Supplied records:
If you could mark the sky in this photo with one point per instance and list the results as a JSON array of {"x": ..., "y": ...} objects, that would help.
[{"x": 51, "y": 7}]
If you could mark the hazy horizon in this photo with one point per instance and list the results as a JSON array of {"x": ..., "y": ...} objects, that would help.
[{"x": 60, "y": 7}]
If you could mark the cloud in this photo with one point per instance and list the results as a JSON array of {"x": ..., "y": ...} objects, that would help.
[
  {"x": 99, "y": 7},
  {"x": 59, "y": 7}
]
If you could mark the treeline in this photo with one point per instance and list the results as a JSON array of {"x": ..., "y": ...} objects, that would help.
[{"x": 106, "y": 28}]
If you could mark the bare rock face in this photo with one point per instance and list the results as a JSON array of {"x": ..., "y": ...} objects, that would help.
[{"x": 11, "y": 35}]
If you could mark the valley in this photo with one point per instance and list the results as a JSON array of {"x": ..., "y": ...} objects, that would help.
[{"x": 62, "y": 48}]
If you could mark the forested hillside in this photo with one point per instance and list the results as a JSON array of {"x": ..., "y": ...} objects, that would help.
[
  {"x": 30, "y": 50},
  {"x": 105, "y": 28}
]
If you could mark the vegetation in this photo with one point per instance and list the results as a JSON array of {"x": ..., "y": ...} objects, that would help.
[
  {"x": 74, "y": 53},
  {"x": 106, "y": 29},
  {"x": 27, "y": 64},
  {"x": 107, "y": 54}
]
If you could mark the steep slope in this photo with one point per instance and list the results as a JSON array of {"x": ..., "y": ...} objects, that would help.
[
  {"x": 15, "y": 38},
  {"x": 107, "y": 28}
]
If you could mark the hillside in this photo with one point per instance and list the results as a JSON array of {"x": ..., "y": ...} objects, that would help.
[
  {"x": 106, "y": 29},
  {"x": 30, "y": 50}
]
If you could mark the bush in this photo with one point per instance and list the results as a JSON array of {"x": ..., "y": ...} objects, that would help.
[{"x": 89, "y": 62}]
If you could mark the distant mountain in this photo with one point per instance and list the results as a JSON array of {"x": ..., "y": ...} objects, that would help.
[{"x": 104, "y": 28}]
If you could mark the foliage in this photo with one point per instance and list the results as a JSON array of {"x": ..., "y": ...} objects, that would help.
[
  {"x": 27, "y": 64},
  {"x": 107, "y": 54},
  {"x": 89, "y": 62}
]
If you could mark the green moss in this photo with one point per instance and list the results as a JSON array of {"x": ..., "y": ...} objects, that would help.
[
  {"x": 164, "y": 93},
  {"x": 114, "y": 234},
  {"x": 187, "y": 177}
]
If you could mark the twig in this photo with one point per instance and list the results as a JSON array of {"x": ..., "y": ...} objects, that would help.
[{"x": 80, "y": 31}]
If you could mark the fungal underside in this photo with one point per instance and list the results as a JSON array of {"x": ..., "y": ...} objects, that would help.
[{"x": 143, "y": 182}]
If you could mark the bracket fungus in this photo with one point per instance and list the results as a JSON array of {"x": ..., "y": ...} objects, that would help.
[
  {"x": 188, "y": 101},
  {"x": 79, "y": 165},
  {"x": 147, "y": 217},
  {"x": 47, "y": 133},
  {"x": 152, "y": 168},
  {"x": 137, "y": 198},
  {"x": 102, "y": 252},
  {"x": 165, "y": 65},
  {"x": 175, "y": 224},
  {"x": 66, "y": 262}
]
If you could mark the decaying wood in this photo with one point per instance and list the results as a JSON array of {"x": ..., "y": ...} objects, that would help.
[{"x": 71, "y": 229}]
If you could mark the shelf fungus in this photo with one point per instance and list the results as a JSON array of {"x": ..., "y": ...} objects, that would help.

Instructions for the task:
Line by line, transcribe the material exactly.

Result of the task:
If you could mark the sky in this photo with one point per instance and list the results as a JSON array of {"x": ..., "y": ...} objects, that would help.
[{"x": 51, "y": 7}]
If you could mark the hazy horizon in this photo with one point per instance and list the results as a JSON array of {"x": ..., "y": ...} objects, that would help.
[{"x": 60, "y": 7}]
If you could mark the cloud in this photo with one point per instance and list the results as a JSON array of {"x": ..., "y": ...} objects, that would help.
[
  {"x": 99, "y": 7},
  {"x": 59, "y": 7}
]
If you could mark the treeline in this photo with one point per instance and list the results as a JSON array of {"x": ..., "y": ...} objects, that would help.
[{"x": 106, "y": 28}]
If you could mark the bare rock face in this photo with one point per instance and list the results as a JSON array of {"x": ..., "y": ...} objects, that would help.
[{"x": 11, "y": 35}]
If you could mark the valley in this photo with one point per instance and list the results as a JSON array of {"x": ..., "y": ...} objects, that would help.
[{"x": 62, "y": 48}]
If you could mark the forested hillside in this photo with one point per instance and list the results as a JSON array of {"x": ..., "y": ...} objects, that would help.
[
  {"x": 30, "y": 50},
  {"x": 105, "y": 28}
]
If you could mark the vegetation in this photo with one point per instance and list the results as a JSON array of {"x": ..., "y": ...} objects, that would help.
[
  {"x": 74, "y": 53},
  {"x": 106, "y": 29},
  {"x": 27, "y": 64},
  {"x": 107, "y": 54}
]
If you could mark the steep slope in this photo with one point per instance and list the results as a JSON array of {"x": ..., "y": ...} objects, that would help.
[
  {"x": 15, "y": 38},
  {"x": 107, "y": 28}
]
If you could mark the hillside in this photo with one point per instance and list the results as a JSON array of {"x": ..., "y": ...} objects, that would help.
[
  {"x": 106, "y": 29},
  {"x": 30, "y": 50}
]
If you could mark the bush in this photo with one point per instance and list the results as a JSON array of {"x": ..., "y": ...} objects, that would help.
[{"x": 89, "y": 62}]
If you could mark the distant mountain in this photo with one point per instance and list the results as a JSON array of {"x": ..., "y": ...} objects, that would help.
[{"x": 104, "y": 28}]
If you could mark the foliage in this photo with one point per instance and list the results as a JSON array of {"x": ..., "y": ...} objects, that would help.
[
  {"x": 27, "y": 64},
  {"x": 107, "y": 54},
  {"x": 89, "y": 62}
]
If you could mark the green moss in this photo with one point per instance and list the results as a JSON array of {"x": ..., "y": ...} objects, that would help.
[
  {"x": 164, "y": 93},
  {"x": 114, "y": 234},
  {"x": 187, "y": 177}
]
If you could mark the twig in this photo with one point per instance and list the results as a JSON array of {"x": ..., "y": ...} objects, that would help.
[{"x": 80, "y": 31}]
If you could mark the fungal underside in this photo with one point per instance and list the results as a JSON array of {"x": ..., "y": ...} objects, that would help.
[{"x": 143, "y": 182}]
If you could mark the bracket fungus in this photo with one point per instance and list the results as a JSON array of {"x": ..., "y": ...} objects, that would help.
[
  {"x": 188, "y": 101},
  {"x": 79, "y": 165},
  {"x": 147, "y": 217},
  {"x": 47, "y": 133},
  {"x": 152, "y": 168},
  {"x": 137, "y": 198},
  {"x": 102, "y": 252},
  {"x": 165, "y": 65},
  {"x": 175, "y": 224},
  {"x": 66, "y": 262}
]
If you could mark the decaying wood in this photo with one point per instance and list the results as a JSON array of {"x": ..., "y": ...} objects, that would help.
[{"x": 71, "y": 229}]
If you could mark the shelf fungus in this photo with one point per instance and list the results as a JSON array of {"x": ..., "y": ...} objects, that would help.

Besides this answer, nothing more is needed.